Gather every line in the listing below that contains the word "throw", matching case exactly.

•••

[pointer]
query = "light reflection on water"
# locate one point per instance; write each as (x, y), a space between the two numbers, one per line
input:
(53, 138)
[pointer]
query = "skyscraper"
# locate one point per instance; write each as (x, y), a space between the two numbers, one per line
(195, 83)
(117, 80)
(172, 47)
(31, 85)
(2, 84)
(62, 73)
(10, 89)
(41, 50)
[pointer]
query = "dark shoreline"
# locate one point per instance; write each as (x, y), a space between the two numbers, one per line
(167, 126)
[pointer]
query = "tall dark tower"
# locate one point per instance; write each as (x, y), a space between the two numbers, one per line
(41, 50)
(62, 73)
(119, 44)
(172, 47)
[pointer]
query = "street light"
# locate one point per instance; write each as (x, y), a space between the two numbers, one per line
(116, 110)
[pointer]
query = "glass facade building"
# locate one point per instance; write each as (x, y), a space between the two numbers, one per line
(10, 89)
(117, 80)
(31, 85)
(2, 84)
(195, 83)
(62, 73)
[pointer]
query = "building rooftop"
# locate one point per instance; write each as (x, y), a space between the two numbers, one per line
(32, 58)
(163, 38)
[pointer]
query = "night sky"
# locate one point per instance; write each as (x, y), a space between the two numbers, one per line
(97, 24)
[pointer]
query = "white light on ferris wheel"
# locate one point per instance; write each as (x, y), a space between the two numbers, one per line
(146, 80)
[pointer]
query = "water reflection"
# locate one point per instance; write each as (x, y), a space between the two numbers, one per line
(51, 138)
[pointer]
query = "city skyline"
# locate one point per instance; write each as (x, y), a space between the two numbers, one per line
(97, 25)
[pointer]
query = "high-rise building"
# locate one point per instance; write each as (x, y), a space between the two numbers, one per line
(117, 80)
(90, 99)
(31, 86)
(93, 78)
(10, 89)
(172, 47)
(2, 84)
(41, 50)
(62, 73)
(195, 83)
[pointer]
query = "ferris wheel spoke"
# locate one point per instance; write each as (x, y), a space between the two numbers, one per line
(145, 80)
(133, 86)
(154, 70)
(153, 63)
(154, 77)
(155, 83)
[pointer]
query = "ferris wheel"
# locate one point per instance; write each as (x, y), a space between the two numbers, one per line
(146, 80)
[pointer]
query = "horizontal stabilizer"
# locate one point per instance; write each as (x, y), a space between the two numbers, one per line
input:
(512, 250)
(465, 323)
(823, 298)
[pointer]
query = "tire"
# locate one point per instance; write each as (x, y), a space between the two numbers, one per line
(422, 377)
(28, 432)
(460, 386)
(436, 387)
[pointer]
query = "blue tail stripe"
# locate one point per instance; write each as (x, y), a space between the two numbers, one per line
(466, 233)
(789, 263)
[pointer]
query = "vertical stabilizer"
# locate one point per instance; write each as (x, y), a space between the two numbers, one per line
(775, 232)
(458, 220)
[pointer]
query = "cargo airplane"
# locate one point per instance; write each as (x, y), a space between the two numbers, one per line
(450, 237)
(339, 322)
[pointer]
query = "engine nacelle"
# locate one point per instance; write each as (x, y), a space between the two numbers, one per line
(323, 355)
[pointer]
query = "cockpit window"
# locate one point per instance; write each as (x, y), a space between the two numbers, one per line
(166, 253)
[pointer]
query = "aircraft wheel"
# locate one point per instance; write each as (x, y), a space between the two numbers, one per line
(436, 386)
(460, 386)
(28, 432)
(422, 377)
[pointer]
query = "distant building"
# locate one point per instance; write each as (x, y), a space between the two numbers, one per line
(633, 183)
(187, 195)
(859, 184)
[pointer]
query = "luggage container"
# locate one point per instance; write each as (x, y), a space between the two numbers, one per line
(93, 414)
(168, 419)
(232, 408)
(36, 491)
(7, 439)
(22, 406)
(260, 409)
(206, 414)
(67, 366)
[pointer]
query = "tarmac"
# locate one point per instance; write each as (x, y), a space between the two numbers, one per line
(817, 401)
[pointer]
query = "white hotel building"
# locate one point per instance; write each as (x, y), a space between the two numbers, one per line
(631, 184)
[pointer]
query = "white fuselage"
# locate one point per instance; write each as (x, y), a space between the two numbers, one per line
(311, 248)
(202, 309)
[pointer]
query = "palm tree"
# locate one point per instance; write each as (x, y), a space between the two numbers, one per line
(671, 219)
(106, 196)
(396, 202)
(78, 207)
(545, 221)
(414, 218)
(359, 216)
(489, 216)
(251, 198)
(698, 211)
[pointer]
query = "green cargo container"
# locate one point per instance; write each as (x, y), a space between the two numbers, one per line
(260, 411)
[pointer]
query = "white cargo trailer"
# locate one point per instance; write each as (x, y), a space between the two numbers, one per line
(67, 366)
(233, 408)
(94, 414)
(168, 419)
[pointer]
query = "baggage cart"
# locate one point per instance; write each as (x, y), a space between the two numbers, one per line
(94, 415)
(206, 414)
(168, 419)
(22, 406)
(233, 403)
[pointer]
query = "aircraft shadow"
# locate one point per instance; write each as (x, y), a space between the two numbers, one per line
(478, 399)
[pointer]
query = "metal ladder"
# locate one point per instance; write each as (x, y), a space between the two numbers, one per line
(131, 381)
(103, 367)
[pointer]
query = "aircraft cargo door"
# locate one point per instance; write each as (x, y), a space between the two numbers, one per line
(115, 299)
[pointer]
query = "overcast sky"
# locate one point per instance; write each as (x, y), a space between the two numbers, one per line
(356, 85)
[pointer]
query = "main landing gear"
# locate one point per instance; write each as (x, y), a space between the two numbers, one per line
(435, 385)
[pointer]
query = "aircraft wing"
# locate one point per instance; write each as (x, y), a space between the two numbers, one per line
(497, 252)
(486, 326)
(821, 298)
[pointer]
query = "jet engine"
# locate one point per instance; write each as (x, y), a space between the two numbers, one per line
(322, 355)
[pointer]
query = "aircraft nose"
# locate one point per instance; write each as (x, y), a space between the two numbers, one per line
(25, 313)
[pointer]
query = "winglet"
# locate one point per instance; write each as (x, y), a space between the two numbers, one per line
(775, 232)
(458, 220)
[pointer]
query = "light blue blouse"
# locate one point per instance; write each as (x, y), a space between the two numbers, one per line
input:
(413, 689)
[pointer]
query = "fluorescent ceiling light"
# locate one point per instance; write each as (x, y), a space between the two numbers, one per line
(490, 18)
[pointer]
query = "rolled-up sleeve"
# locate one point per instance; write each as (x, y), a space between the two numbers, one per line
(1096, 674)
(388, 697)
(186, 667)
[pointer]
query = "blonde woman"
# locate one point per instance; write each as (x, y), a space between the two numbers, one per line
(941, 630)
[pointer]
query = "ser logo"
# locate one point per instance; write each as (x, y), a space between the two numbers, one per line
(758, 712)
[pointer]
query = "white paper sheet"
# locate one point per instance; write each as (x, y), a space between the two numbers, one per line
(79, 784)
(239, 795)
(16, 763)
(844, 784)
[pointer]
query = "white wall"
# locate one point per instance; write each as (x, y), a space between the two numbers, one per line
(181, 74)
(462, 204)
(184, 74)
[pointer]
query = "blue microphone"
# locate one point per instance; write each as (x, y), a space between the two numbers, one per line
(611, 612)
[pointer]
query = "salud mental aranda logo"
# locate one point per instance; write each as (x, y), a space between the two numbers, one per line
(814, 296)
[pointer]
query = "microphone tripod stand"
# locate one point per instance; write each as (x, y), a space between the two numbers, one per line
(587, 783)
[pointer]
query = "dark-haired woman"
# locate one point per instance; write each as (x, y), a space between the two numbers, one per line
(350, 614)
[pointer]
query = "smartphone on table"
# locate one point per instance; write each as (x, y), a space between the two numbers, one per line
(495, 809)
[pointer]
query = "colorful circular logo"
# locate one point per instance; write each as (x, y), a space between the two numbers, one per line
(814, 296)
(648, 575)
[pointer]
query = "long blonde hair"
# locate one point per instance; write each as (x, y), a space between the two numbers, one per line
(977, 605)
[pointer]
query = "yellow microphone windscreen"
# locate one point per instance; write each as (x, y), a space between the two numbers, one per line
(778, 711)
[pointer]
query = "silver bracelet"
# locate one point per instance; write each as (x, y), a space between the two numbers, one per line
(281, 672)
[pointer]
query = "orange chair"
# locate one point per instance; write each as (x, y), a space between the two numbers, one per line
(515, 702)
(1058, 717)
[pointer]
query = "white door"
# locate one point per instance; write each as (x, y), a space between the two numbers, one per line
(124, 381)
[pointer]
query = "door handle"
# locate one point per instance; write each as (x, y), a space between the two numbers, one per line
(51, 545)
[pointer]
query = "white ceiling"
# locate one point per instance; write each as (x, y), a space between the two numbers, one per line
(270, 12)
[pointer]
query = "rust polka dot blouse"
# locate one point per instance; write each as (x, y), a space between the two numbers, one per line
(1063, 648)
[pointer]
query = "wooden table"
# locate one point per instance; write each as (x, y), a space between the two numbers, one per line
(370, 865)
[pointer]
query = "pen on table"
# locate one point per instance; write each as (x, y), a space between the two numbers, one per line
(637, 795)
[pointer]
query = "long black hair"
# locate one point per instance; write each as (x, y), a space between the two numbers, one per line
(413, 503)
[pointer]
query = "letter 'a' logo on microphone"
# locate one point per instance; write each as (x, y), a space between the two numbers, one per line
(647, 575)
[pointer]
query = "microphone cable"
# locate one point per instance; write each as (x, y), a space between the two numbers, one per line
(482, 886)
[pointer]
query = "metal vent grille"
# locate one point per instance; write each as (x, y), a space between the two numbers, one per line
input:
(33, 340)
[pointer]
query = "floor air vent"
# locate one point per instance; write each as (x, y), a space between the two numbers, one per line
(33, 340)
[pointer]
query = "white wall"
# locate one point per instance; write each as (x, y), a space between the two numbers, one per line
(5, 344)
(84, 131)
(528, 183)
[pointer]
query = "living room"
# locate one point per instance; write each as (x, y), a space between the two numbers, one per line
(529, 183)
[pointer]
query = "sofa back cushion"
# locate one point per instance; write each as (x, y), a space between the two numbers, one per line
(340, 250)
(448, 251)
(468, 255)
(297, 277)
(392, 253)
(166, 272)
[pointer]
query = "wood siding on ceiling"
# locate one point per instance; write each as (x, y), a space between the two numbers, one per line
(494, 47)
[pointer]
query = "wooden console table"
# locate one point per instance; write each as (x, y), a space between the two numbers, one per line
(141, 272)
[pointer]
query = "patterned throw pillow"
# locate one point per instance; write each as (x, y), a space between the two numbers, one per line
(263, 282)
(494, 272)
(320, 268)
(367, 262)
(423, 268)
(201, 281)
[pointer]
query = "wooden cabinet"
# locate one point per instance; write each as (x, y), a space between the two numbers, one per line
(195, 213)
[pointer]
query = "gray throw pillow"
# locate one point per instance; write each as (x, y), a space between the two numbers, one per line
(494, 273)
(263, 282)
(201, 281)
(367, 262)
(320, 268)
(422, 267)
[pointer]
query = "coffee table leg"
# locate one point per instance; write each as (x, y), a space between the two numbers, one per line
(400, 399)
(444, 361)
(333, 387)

•••

WORKED SOLUTION.
query = "patterned throw pillow"
query = "gray throw pillow"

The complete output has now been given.